(WHAT THE EXERCISE ASKS):
Pull out every line of the data below and copy each one word for word, changing nothing.

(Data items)

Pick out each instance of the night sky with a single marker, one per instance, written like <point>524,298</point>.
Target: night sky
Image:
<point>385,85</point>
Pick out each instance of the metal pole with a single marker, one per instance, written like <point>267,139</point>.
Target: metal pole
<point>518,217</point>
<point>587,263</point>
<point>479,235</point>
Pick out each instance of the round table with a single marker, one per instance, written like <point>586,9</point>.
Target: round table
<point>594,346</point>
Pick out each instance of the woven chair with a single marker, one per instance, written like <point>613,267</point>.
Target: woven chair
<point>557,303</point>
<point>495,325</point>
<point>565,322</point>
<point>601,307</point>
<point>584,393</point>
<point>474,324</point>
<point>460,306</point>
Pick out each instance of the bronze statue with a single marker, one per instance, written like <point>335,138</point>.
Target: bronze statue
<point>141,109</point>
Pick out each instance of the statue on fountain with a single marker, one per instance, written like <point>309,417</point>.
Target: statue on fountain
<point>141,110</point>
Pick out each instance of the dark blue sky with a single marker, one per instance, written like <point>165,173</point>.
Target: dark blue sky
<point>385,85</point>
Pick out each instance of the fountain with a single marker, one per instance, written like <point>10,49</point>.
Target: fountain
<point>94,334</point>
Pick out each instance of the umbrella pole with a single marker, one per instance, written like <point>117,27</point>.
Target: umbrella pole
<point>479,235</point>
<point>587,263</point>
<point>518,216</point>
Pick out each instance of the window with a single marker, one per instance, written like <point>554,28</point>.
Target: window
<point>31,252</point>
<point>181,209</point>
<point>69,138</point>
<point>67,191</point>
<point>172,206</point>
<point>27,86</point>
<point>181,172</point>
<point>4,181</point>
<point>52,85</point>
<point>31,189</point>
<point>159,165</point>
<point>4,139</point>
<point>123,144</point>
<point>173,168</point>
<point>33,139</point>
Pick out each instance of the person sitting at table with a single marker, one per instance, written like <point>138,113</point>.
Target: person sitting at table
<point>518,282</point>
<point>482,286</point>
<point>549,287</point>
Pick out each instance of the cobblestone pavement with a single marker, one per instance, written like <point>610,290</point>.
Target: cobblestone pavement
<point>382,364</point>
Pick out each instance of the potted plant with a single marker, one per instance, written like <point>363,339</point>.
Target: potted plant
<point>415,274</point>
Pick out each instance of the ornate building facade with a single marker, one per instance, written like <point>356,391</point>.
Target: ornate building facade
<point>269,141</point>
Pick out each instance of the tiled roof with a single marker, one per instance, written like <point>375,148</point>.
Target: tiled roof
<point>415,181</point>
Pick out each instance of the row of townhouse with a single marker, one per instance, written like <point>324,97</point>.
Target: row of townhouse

(PROBLEM SOLUTION):
Pick out each instance of the night sky with a single marker, one per instance, written like <point>524,298</point>.
Target: night sky
Image:
<point>385,85</point>
Pick out each instance of the metal pole with a single marker, one per instance, written like <point>267,139</point>.
Target: metal pole
<point>518,217</point>
<point>587,263</point>
<point>479,235</point>
Pick out each instance of the round table with a single marker, one per instance, written like <point>586,9</point>.
Target: round table
<point>594,346</point>
Pick out each instance of the woven chair with a single marker, one per instance, written like <point>613,267</point>.
Target: woven chair
<point>557,303</point>
<point>495,325</point>
<point>565,322</point>
<point>601,307</point>
<point>584,393</point>
<point>474,324</point>
<point>460,306</point>
Pick out each instance of the bronze statue with a single marker, one per instance, written like <point>335,138</point>.
Target: bronze statue
<point>141,109</point>
Pick out each instance of the statue on fountain with a single marker, one per instance, written like <point>309,417</point>.
Target: statue on fountain
<point>141,110</point>
Pick out each instance of the dark blue sky with a single marker, one per instance, written like <point>165,173</point>.
Target: dark blue sky
<point>385,85</point>
Pick out each instance of the fountain with a single marker, one per instance, written like <point>10,49</point>.
Target: fountain
<point>94,334</point>
Pick out each instance of the umbrella pole with a single marker, one per instance, written like <point>117,27</point>.
Target: umbrella pole
<point>479,235</point>
<point>587,263</point>
<point>518,216</point>
Pick out each instance of the window with a single marker, one per instance, written like <point>554,28</point>.
Target: window
<point>31,252</point>
<point>181,209</point>
<point>69,138</point>
<point>67,191</point>
<point>172,206</point>
<point>27,86</point>
<point>181,172</point>
<point>4,181</point>
<point>52,85</point>
<point>31,189</point>
<point>159,165</point>
<point>4,139</point>
<point>123,144</point>
<point>173,168</point>
<point>33,139</point>
Pick out each instance of the person sitting at table with a single marker, one per instance, written like <point>138,113</point>.
Target: person sitting at table
<point>518,282</point>
<point>482,286</point>
<point>549,287</point>
Pick out each instance of the cobblestone pavement with a single marker, one per instance, written like <point>610,290</point>.
Target: cobblestone pavement
<point>382,364</point>
Pick out each instance of the potted plant with a single marker, one per instance, written like <point>363,339</point>.
Target: potted plant
<point>415,274</point>
Pick out each instance of the ornate building facade with a single marker, one per instance, written like <point>356,391</point>.
Target: ornate building facade
<point>269,141</point>
Pick out each instance of the tiled roof with a single marker, one per instance, written like <point>375,148</point>.
Target: tiled roof
<point>415,181</point>
Pick out each instance of the row of townhouse with a single marker, one per instance, written like <point>324,97</point>.
Target: row of townhouse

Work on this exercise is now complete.